• _Data in this exercise_:
******************************

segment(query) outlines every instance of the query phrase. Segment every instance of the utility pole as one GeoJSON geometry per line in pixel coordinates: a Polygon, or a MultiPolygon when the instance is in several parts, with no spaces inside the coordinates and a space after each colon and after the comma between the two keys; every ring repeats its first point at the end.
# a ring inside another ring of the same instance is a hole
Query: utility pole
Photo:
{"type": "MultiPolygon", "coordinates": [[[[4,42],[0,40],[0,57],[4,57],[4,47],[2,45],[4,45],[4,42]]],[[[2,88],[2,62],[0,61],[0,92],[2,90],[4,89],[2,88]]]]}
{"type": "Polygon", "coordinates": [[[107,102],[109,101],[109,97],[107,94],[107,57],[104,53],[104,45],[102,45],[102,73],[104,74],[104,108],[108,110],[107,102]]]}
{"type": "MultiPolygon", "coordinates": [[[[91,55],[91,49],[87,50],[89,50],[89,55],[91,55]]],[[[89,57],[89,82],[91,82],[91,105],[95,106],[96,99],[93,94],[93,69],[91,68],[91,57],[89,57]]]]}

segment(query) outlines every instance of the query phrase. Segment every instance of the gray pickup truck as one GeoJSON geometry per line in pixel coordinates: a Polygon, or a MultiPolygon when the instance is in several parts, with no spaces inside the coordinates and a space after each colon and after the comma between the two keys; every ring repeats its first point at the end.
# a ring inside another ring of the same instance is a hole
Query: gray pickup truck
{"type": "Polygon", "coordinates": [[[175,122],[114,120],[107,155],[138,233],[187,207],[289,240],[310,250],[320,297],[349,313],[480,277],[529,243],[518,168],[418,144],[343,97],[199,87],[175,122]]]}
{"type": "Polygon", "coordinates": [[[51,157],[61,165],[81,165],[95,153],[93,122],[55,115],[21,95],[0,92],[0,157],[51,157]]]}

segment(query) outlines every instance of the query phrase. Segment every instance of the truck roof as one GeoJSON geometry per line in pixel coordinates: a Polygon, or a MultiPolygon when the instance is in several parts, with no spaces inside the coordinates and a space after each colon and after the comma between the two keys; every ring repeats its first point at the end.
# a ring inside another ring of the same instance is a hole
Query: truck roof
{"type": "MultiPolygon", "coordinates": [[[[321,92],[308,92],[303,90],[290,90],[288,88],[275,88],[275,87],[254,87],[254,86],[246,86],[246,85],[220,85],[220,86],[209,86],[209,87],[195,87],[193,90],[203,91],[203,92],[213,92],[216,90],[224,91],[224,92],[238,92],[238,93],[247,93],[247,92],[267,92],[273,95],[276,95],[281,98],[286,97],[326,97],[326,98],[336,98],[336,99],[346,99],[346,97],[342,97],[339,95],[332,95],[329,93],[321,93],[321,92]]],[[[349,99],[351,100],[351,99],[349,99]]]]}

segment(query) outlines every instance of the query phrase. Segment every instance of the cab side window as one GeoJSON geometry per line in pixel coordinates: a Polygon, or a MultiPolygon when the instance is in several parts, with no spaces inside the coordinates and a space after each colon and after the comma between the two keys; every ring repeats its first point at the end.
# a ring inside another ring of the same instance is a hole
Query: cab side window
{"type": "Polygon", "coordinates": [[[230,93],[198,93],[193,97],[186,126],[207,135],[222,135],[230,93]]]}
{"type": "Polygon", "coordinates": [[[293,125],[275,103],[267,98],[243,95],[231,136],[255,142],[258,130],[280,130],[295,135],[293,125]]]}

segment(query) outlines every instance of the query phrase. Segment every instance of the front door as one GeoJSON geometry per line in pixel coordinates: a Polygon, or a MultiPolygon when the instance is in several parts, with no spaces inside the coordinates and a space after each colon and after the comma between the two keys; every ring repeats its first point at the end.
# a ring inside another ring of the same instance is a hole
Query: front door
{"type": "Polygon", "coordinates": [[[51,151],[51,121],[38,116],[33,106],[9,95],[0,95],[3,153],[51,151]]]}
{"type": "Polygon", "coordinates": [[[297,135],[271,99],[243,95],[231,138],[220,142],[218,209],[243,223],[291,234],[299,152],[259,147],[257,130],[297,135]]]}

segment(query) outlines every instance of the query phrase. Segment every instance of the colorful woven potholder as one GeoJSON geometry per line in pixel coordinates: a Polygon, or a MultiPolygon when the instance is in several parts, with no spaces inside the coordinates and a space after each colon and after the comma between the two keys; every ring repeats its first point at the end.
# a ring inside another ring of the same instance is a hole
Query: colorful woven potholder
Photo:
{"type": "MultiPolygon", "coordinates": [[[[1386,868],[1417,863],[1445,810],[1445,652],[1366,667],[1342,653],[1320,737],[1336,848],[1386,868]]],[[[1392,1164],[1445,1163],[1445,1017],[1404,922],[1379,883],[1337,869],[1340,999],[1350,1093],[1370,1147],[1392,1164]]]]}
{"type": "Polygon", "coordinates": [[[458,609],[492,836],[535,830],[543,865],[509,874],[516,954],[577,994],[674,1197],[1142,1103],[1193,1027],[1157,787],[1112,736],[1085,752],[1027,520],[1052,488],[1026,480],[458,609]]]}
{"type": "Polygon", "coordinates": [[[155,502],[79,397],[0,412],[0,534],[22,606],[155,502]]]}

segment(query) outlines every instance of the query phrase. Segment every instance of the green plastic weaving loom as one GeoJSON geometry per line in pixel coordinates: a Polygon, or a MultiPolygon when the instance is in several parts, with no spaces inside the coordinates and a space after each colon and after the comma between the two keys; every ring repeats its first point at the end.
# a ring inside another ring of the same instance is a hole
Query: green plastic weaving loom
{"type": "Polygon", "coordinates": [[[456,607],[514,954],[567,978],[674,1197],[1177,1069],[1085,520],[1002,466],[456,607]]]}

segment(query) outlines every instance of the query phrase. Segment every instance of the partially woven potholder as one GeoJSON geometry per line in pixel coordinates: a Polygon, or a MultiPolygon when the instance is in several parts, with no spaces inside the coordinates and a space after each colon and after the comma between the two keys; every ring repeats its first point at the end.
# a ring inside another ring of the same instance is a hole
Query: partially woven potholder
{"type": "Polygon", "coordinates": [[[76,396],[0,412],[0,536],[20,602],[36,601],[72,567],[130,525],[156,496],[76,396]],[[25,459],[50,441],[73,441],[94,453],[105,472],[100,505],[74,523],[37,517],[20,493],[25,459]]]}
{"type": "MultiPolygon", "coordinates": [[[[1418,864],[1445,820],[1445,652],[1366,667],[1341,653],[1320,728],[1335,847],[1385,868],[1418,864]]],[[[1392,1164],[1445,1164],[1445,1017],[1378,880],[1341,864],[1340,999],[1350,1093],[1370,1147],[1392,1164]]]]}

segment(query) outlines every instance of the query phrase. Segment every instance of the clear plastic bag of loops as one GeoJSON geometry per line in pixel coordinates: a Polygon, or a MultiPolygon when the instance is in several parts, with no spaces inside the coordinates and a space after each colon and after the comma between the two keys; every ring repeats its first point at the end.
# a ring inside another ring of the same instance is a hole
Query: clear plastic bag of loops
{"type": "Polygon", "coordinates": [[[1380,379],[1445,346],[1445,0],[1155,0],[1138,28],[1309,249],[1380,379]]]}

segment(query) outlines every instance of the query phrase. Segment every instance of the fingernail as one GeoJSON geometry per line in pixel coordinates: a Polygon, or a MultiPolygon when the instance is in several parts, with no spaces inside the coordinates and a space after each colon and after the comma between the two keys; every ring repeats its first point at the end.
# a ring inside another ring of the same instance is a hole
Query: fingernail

******************************

• _What you are asked to do_:
Extract the entries above verbatim.

• _Solution_:
segment(query) outlines every instance of the query phrase. Segment every instance of the utility pole as one GeoJSON geometry per line in pixel coordinates: a Polygon, or a MultiPolygon when the instance is in several parts, with no spaces inside the coordinates and a space after each colon and after the comma between the two keys; every ring repeats its first point at the end.
# a ring inside another ring of the same instance is a hole
Query: utility pole
Photo:
{"type": "MultiPolygon", "coordinates": [[[[4,42],[0,40],[0,57],[4,57],[4,47],[2,45],[4,45],[4,42]]],[[[2,88],[2,62],[0,61],[0,92],[2,90],[4,89],[2,88]]]]}
{"type": "Polygon", "coordinates": [[[107,102],[109,101],[109,97],[107,94],[107,57],[104,53],[104,45],[102,45],[102,73],[104,74],[104,108],[108,110],[107,102]]]}
{"type": "MultiPolygon", "coordinates": [[[[91,55],[91,49],[87,50],[89,50],[89,55],[91,55]]],[[[89,57],[89,82],[91,82],[91,105],[95,106],[96,99],[93,94],[93,69],[91,68],[91,57],[89,57]]]]}

segment(query) outlines every instance of the query phrase. Segment every instance of the gray pickup truck as one GeoJSON geometry per line in pixel coordinates: a Polygon, or a MultiPolygon when the instance is in several parts, with no spaces inside the coordinates and a space after each colon and after the comma between the two keys; every ring repeats its first point at the end.
# a ring inside another ring of the same instance is a hole
Query: gray pickup truck
{"type": "Polygon", "coordinates": [[[175,122],[114,120],[107,155],[138,233],[187,207],[289,240],[310,250],[320,297],[349,313],[480,277],[529,243],[518,168],[418,144],[343,97],[199,87],[175,122]]]}
{"type": "Polygon", "coordinates": [[[51,157],[61,165],[81,165],[95,153],[93,122],[55,115],[21,95],[0,92],[0,157],[51,157]]]}

segment(query) outlines every instance of the query phrase. Segment every instance of the truck roof as one GeoJSON geometry per line in pixel coordinates: a Polygon, or a MultiPolygon when the instance is in several parts, with no spaces inside the coordinates and a space after each colon and after the comma between the two keys; every ring repeats its first point at the end.
# a ring inside another ring of the same instance is a hole
Query: truck roof
{"type": "MultiPolygon", "coordinates": [[[[321,92],[308,92],[303,90],[290,90],[288,88],[275,88],[275,87],[254,87],[254,86],[246,86],[246,85],[220,85],[220,86],[209,86],[209,87],[195,87],[193,90],[203,91],[203,92],[213,92],[216,90],[224,91],[224,92],[238,92],[238,93],[247,93],[247,92],[267,92],[273,95],[276,95],[281,98],[286,97],[326,97],[326,98],[336,98],[336,99],[346,99],[346,97],[342,97],[339,95],[332,95],[329,93],[321,93],[321,92]]],[[[349,99],[351,100],[351,99],[349,99]]]]}

segment(query) outlines every instance of the query phrase. Segment every instance of the cab side window as one GeoJSON geometry per line in pixel coordinates: a Polygon, or a MultiPolygon when the instance is in several parts, with no spaces inside the coordinates and a space after each colon and after the comma between the two keys; every ring repeats its first point at the end.
# a ring inside another ring of the same instance is a hole
Query: cab side window
{"type": "Polygon", "coordinates": [[[230,93],[198,93],[193,97],[186,126],[207,135],[222,135],[230,93]]]}
{"type": "Polygon", "coordinates": [[[293,125],[275,103],[267,98],[243,95],[231,136],[255,142],[258,130],[280,130],[295,135],[293,125]]]}

segment(query) outlines every instance of the query phrase. Segment every instance of the front door as one GeoJSON geometry per line in pixel coordinates: a Polygon, or a MultiPolygon when the instance is in several parts, with no spaces inside the coordinates and a space after each colon and after the comma between the two keys; every ring repeats its first point at the end.
# a ring inside another ring of the same instance is a hole
Query: front door
{"type": "Polygon", "coordinates": [[[51,151],[51,121],[38,116],[33,106],[9,95],[0,95],[3,153],[51,151]]]}
{"type": "Polygon", "coordinates": [[[297,135],[271,99],[243,95],[231,138],[220,142],[218,209],[243,223],[291,234],[299,152],[259,147],[257,130],[297,135]]]}

segment(query) outlines every instance of the query phrase. Segment every instance of the colorful woven potholder as one GeoJSON geometry per line in pixel coordinates: a Polygon, or a MultiPolygon when the instance is in several parts, with no spaces inside the coordinates and a space after each colon and after the comma between the two keys; every ring repeats its first point at the end.
# a ring inside another ring of the same instance is a hole
Query: colorful woven potholder
Photo:
{"type": "MultiPolygon", "coordinates": [[[[1386,868],[1417,863],[1445,810],[1445,652],[1366,667],[1342,653],[1320,737],[1336,848],[1386,868]]],[[[1392,1164],[1445,1163],[1445,1017],[1404,922],[1379,883],[1337,869],[1340,999],[1350,1093],[1370,1147],[1392,1164]]]]}
{"type": "Polygon", "coordinates": [[[458,609],[492,836],[535,830],[543,865],[509,874],[516,954],[577,994],[674,1197],[1142,1103],[1193,1027],[1157,787],[1112,736],[1085,752],[1027,520],[1052,488],[1026,480],[458,609]]]}
{"type": "Polygon", "coordinates": [[[155,502],[79,397],[0,412],[0,534],[22,606],[155,502]]]}

segment(query) outlines every instance of the query phrase. Segment every instance of the green plastic weaving loom as one GeoJSON geometry per line in pixel coordinates: a Polygon, or a MultiPolygon when the instance is in several parts, with no spaces inside the coordinates and a space after each colon and after the comma between the two keys; every ring repeats its first point at the end.
# a ring inside another ring of the same instance is a hole
Query: green plastic weaving loom
{"type": "Polygon", "coordinates": [[[456,607],[514,954],[567,978],[674,1197],[1177,1069],[1085,520],[1002,466],[456,607]]]}

segment(query) outlines every instance of the query phrase. Segment every instance of the partially woven potholder as one GeoJSON geometry per line in pixel coordinates: a Polygon, or a MultiPolygon when the instance is in several parts, with no spaces inside the coordinates and a space after each colon and after the comma between the two keys; every ring repeats its first point at the end.
# a ring inside another ring of the same instance is a hole
Query: partially woven potholder
{"type": "Polygon", "coordinates": [[[76,396],[0,412],[0,536],[20,602],[36,601],[72,567],[130,525],[156,496],[76,396]],[[25,459],[50,441],[73,441],[94,453],[105,472],[100,505],[74,523],[37,517],[20,493],[25,459]]]}
{"type": "MultiPolygon", "coordinates": [[[[1418,864],[1445,820],[1445,652],[1366,667],[1341,653],[1320,728],[1335,847],[1385,868],[1418,864]]],[[[1392,1164],[1445,1164],[1445,1017],[1378,880],[1341,864],[1340,999],[1350,1093],[1370,1147],[1392,1164]]]]}

segment(query) outlines every instance of the query phrase. Segment every instance of the clear plastic bag of loops as one GeoJSON geometry per line in pixel coordinates: a Polygon, or a MultiPolygon when the instance is in several parts, with no spaces inside the coordinates and a space after each colon and after the comma between the two keys; every ring repeats its first point at the end.
# a ring inside another ring of the same instance is a hole
Query: clear plastic bag of loops
{"type": "Polygon", "coordinates": [[[1380,379],[1445,346],[1445,0],[1155,0],[1138,28],[1309,249],[1380,379]]]}

segment(query) outlines every instance of the query phrase. Segment every instance of the fingernail as one GeoJSON geometry per line in pixel coordinates: a Polygon, or a MultiPolygon when the instance is in several parts, with no spaces inside the coordinates and a space after each colon and after the comma between the two keys; every ring repeats its first point at the end.
# a ring inside another ring of the same instance is a hole
Query: fingernail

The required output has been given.